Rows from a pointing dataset
==========

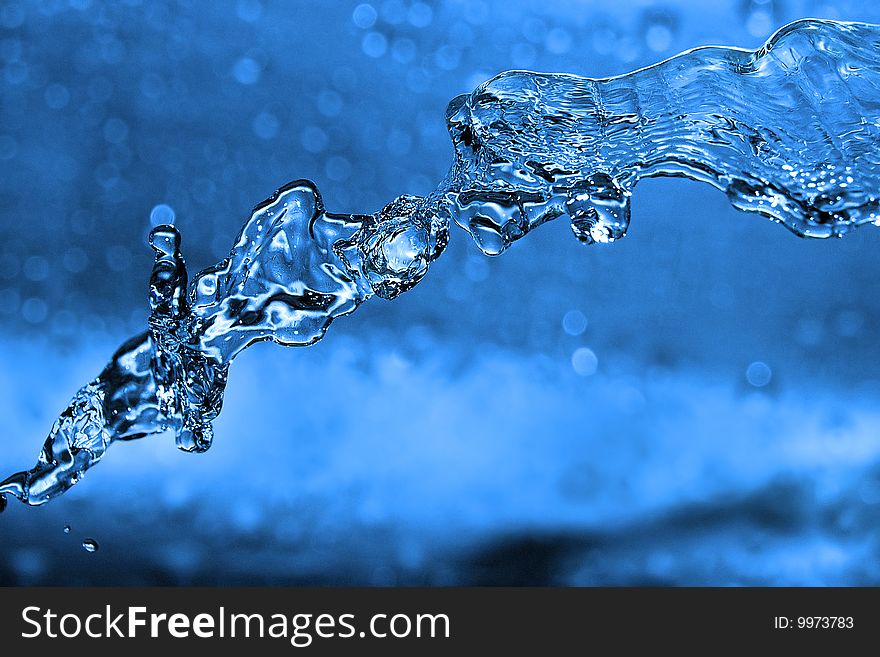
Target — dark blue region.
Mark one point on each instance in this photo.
(696, 404)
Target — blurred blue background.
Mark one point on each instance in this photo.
(697, 404)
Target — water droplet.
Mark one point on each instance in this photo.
(759, 374)
(162, 215)
(584, 361)
(574, 323)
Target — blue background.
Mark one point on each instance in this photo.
(558, 415)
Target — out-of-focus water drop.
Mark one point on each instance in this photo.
(759, 374)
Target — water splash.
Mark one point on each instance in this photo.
(790, 131)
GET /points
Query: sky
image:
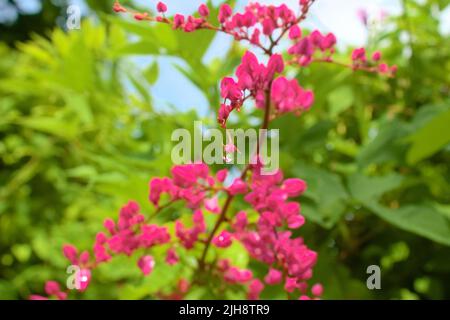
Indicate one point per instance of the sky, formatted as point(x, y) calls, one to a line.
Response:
point(339, 16)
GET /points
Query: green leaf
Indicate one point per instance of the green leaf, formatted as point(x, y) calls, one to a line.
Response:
point(430, 138)
point(419, 219)
point(152, 72)
point(340, 100)
point(365, 189)
point(58, 127)
point(326, 195)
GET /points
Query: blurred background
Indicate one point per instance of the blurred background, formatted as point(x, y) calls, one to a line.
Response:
point(86, 117)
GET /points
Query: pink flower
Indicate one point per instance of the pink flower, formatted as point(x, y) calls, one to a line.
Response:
point(203, 10)
point(83, 278)
point(383, 68)
point(294, 187)
point(295, 32)
point(254, 289)
point(212, 204)
point(223, 240)
point(140, 16)
point(172, 257)
point(84, 257)
point(52, 288)
point(317, 290)
point(71, 253)
point(359, 54)
point(178, 21)
point(225, 12)
point(161, 7)
point(237, 187)
point(221, 175)
point(290, 284)
point(240, 221)
point(146, 264)
point(118, 8)
point(235, 275)
point(109, 225)
point(273, 277)
point(376, 56)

==========

• Objective:
Rewrite the entire listing above with every occurrence of "Response" changed to "Answer" and all other text kept the same. Omit the pictures from your version.

• Full output:
Target — dark blue region.
Mark one point on each instance in this photo.
(696, 404)
Target — blurred blue background.
Mark one point on each instance in this photo.
(697, 404)
Target — water droplet.
Mark one point on each instance in this photo.
(759, 374)
(162, 215)
(584, 361)
(574, 323)
Target — blue background.
Mark one point on each instance in this photo.
(558, 415)
Target — out-of-focus water drop.
Mark one point on each instance in this photo.
(759, 374)
Target — water splash.
Mark one point on each instance in this photo.
(790, 131)
GET /points
Query: sky
image:
Indicate one point per instance of the sky, formatted as point(x, y) calls, one to a line.
Answer:
point(339, 16)
GET /points
Query: green leaf
Indicate one point per instance of the green leaf, formatted as point(x, y) calls, one to a line.
Answer:
point(430, 138)
point(419, 219)
point(152, 72)
point(340, 100)
point(365, 189)
point(58, 127)
point(326, 195)
GET /points
Query: blurred background
Indicate one point per instance of the blurred background, formatted as point(x, y) calls, one to a line.
Answer:
point(86, 117)
GET /points
Query: pink flower
Indicate one point per instance of the pink flower, formatted as point(x, y) calls, one to a line.
Answer:
point(203, 10)
point(83, 278)
point(383, 68)
point(294, 187)
point(295, 32)
point(254, 289)
point(212, 204)
point(223, 240)
point(140, 16)
point(172, 257)
point(84, 257)
point(52, 288)
point(317, 290)
point(71, 253)
point(359, 54)
point(178, 21)
point(225, 12)
point(161, 7)
point(237, 187)
point(221, 175)
point(290, 284)
point(240, 221)
point(146, 264)
point(118, 8)
point(235, 275)
point(109, 225)
point(273, 277)
point(376, 56)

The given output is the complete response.